Selected extract.

____

Idea: Generate all permutations using STL or backtracking and return the kth.

string getPermutation(int n, int k) {
    vector<int> nums;
    for (int i = 1; i <= n; i++) nums.push_back(i);
    vector<string> perms;

    do {
        string s;
        for (int i : nums) s += to_string(i);
        perms.push_back(s);
    } while (next_permutation(nums.begin(), nums.end()));

    return perms[k - 1];
}
// TC: O(n! * n)
// SC: O(n!)

Optimal (Math based):

Intuition: Use factorial logic. For each digit position, decide which number it should be.

____

Record set.
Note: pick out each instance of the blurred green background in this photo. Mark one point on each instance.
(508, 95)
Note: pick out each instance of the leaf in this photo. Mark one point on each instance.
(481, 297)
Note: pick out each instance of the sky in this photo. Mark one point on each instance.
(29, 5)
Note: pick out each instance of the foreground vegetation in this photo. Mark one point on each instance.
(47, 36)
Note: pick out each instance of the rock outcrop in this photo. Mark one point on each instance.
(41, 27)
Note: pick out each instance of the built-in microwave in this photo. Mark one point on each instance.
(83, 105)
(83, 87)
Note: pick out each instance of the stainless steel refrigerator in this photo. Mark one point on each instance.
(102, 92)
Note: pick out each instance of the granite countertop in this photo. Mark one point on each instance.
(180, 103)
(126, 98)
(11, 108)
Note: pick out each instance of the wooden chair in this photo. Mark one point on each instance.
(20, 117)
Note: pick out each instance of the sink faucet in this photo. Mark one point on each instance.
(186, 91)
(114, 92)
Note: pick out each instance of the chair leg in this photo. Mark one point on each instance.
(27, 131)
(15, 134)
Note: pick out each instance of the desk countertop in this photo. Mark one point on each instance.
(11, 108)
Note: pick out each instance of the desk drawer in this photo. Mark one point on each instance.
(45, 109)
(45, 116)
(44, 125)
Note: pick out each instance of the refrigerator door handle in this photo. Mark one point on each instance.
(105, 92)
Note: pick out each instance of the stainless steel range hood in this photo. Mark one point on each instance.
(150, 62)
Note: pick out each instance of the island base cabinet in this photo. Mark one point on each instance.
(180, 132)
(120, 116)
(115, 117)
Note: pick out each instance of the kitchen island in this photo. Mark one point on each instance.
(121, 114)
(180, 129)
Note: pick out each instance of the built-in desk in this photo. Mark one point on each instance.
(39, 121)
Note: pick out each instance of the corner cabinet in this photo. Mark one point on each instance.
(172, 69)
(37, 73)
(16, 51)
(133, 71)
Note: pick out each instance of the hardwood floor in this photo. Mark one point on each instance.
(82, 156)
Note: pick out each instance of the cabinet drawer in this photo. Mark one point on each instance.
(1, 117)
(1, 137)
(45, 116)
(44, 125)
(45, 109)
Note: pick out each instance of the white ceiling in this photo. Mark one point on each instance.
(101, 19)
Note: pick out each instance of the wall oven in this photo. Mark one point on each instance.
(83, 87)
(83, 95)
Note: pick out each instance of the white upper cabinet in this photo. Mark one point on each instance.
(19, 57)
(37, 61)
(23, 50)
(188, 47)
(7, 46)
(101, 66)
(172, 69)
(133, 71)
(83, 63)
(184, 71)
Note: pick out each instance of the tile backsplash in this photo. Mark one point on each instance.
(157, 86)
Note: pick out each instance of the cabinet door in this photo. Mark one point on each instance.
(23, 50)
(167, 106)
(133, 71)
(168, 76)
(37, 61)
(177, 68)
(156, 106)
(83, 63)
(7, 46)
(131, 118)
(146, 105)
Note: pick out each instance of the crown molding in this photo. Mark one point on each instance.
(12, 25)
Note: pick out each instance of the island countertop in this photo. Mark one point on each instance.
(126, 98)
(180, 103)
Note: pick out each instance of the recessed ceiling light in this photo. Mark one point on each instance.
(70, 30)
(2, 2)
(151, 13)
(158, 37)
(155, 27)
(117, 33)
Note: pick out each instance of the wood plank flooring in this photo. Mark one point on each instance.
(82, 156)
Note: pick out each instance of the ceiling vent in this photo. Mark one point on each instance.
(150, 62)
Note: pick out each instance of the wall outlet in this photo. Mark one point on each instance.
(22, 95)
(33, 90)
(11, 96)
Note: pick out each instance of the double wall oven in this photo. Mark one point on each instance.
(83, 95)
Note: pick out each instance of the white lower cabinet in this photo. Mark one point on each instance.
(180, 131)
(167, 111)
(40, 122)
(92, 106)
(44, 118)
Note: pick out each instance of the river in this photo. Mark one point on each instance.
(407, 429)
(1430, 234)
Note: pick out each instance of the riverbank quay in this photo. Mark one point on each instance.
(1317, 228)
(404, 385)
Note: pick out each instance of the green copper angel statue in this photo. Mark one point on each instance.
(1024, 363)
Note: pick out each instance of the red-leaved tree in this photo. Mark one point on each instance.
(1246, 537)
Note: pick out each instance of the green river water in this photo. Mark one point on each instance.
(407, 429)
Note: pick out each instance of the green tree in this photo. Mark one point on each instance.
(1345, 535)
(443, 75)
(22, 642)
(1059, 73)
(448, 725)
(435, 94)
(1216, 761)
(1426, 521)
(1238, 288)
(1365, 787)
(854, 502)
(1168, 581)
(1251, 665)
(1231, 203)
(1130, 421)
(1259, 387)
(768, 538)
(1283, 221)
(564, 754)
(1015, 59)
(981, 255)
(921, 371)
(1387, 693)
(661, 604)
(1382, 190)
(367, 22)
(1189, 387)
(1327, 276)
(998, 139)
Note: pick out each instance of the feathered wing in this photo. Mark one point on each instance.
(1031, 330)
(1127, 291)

____

Pick up the notes on finding the kth permutation right after their last line, and write the optimal factorial-based approach in the same style as the brute-force part.

Written reply.
string getPermutation(int n, int k) {
    vector<int> nums;
    for (int i = 1; i <= n; i++) nums.push_back(i);

    int fact = 1;
    for (int i = 1; i < n; i++) fact *= i;

    k -= 1; // 0-indexed
    string ans = "";

    while (!nums.empty()) {
        int idx = k / fact;
        ans += to_string(nums[idx]);
        nums.erase(nums.begin() + idx);
        if (nums.empty()) break;
        k %= fact;
        fact /= nums.size();
    }
    return ans;
}
// TC: O(n^2) due to erase in vector
// SC: O(n)